PASSAGE GIVEN:
Personal information
- Full name: Robert Harold Lohr
- Born: November 2, 1960 (age 65) Cincinnati, Ohio, U.S.
- Height: 6 ft 1 in (1.85 m)
- Weight: 185 lb (84 kg; 13.2 st)
- Sporting nationality: United States

Career
- College: Miami University
- Turned professional: 1983
- Former tour: PGA Tour
- Professional wins: 3
- Highest ranking: 75 (January 29, 1989)

Number of wins by tour
- PGA Tour: 1
- Other: 2

Best results in major championships
- Masters Tournament: T46: 1989
- PGA Championship: T41: 1989
- U.S. Open: T33: 1990
- The Open Championship: T79: 1995

= Bob Lohr =

American golfer

Robert Harold Lohr (born November 2, 1960) is an American professional golfer who has played on the PGA Tour and the Nationwide Tour.

== Early life and amateur career ==
In 1960, Lohr was born in Cincinnati, Ohio. He was raised in Milford, Ohio. He attended Miami University in Oxford, Ohio and was a member of the golf team; he won All-American honors (honorable mention) in his senior year, and All-MAC honors in his last three years.

== Professional career ==
In 1983, Lohr turned professional. He moved to Loveland, Ohio during this era.

Lohr played on the PGA Tour from 1985 to 1996. He finished in a tie for first place at the end of regulation in three PGA Tour events. In the 1988 Walt Disney World/Oldsmobile Classic, he defeated Chip Beck on the fifth hole of a playoff. In 1993 at the H-E-B Texas Open, he lost in a playoff to Jay Haas. In 1995 at the Bell Canadian Open, Lohr lost in a playoff to Mark O'Meara. He also finished runner-up in four other events.

Lohr's best finish in a major was T-33 in the 1990 U.S. Open.

During his late 30s and 40s, Lohr played some on the Nationwide Tour. He was inducted into the Miami University Athletics Hall of Fame in 1993.

== Personal life ==
Lohr lives in the greater Orlando, Florida area.

== Awards and honors ==

- While at Miami University, Lohr earned All-MAC honors as a sophomore, junior, and senior.

EXTRACTED RECORDS:
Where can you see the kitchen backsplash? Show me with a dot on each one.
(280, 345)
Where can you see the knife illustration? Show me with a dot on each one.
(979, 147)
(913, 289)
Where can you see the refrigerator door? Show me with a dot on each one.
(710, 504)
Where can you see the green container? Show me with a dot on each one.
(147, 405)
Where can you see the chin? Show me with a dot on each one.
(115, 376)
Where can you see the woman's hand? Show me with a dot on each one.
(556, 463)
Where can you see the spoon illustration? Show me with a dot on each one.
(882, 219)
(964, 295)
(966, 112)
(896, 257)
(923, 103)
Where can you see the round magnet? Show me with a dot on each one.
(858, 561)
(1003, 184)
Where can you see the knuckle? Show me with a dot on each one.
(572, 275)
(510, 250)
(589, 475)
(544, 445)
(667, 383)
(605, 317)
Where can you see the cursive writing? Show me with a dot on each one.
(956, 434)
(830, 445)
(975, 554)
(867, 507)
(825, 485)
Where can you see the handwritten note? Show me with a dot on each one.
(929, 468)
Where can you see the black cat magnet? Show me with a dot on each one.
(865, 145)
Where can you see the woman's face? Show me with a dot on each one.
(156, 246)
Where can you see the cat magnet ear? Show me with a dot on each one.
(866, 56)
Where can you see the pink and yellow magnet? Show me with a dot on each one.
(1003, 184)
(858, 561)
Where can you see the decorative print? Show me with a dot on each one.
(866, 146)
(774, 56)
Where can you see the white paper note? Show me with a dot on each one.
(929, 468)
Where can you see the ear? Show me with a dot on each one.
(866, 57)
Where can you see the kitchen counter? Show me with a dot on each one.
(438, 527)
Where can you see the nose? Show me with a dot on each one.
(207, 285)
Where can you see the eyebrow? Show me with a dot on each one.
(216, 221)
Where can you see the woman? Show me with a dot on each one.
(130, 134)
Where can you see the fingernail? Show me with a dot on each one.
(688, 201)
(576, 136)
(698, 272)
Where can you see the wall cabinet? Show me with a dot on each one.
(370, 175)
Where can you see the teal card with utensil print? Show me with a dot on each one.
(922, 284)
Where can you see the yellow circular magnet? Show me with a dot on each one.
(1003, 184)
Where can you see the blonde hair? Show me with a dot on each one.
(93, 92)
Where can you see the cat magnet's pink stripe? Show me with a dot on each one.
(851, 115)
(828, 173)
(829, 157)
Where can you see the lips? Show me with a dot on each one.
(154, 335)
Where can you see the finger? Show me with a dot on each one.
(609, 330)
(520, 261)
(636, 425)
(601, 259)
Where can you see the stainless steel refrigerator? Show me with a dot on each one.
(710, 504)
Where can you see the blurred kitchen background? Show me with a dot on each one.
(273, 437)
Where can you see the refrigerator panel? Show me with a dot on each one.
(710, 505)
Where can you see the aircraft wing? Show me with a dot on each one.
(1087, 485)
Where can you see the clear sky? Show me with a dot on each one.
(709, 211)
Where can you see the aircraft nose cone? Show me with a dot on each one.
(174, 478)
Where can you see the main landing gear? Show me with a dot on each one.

SHORT TASK A: The Bob Lohr profile names several Ohio towns where he lived or studied. List each one with what the profile says happened there.
SHORT TASK B:
Using the Bob Lohr profile, answer each question on its own line:
(i) In what year did Lohr turn professional?
(ii) What was his highest ranking, and on what date did he reach it?
(iii) Besides the PGA Tour, which tour did he play on in his late 30s and 40s?
SHORT TASK C: From the Bob Lohr profile, output everything from "Lohr's best finish" down to "junior, and senior.", with no changes.

TASK SOLUTION A:
- Cincinnati: he was born there in 1960.
- Milford: he was raised there.
- Oxford: he attended Miami University there and played on its golf team.
- Loveland: he moved there around the time he turned professional in 1983.

TASK SOLUTION B:
(i) 1983
(ii) 75, on January 29, 1989
(iii) The Nationwide Tour

TASK SOLUTION C:
Lohr's best finish in a major was T-33 in the 1990 U.S. Open.

During his late 30s and 40s, Lohr played some on the Nationwide Tour. He was inducted into the Miami University Athletics Hall of Fame in 1993.

== Personal life ==
Lohr lives in the greater Orlando, Florida area.

== Awards and honors ==

- While at Miami University, Lohr earned All-MAC honors as a sophomore, junior, and senior.